▸ **Texte fourni**
19 mars 2024

Parcours politique de Feu Ferhat Abbas

Ferhat AbbasParcours politique de Feu Ferhat Abbas par Mme Leila BENMANSOUR,Docteur en Sciences de l’Information et de la Communication et Membre du CNRS (France)

Texte intégral de la conférence sur le parcours politique de Ferhat ABBAS, donnée à Sétif

(Maison de la Culture) le 24 Décembre 2011, à l’invitation de l’Association des Ancien(ne)s

Elèves des Lycées Mohamed Kerouani et Malika Gaid

Mesdames, Messieurs

Chers compatriotes

Avant toute chose, permettez-moi de faire mes salutations fraternelles à l’ensemble de la population héroïque de Sétif, la ville martyre, marquée au fer rouge, du 8 mai 1945. Cette population héroïque, suivie de celle de Guelma et Kherrata, amputées dans leur chair de milliers de leurs enfants. Ce qui ne s’oublie pas de génération en génération.

Ces salutations étaient nécessaires pour que nul n’oublie. Car vos morts sont aussi les nôtres, et ils ne nous pardonneraient pas de ne se souvenir d’eux que lors des commémorations officielles, car chaque jour qui est nôtre doit aussi être le leur, car nous ne sommes ici en tant que peuple libre que grâce à leurs sacrifices.

Mes salutations vont aussi à mes hôtes, monsieur Toufik Gasmi, président de l’association des anciens élèves des lycées Mohamed Kerouani et Malika Gaïd, auteur de l’ouvrage « Nous étions lycéens. Une nostalgie sétifienne »,ainsi que les honorables membres de cette association qui m’ont fait l’honneur de me convier parmi eux en ce jour solennel de la commémoration du 26ème anniversaire du décès du regretté Ferhat Abbas, président du GPRA, fils adoptif de Sétif qui l’a accueilli, l’a choisi pour le représenter, l’a aimé, l’a soutenu, l’a toujours honoré et le grand homme le lui a si bien rendu.

▸ **Données fournies**
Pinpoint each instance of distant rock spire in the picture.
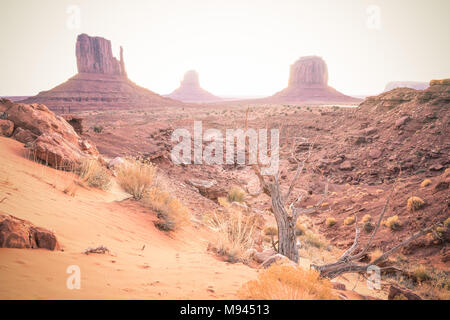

▸ **Consigne**
Recopiez mot pour mot le passage de la conférence sur Ferhat Abbas qui commence à « (Maison de la » et se termine à « génération en génération. ».

▸ **Résultat final**
(Maison de la Culture) le 24 Décembre 2011, à l’invitation de l’Association des Ancien(ne)s

Elèves des Lycées Mohamed Kerouani et Malika Gaid

Mesdames, Messieurs

Chers compatriotes

Avant toute chose, permettez-moi de faire mes salutations fraternelles à l’ensemble de la population héroïque de Sétif, la ville martyre, marquée au fer rouge, du 8 mai 1945. Cette population héroïque, suivie de celle de Guelma et Kherrata, amputées dans leur chair de milliers de leurs enfants. Ce qui ne s’oublie pas de génération en génération.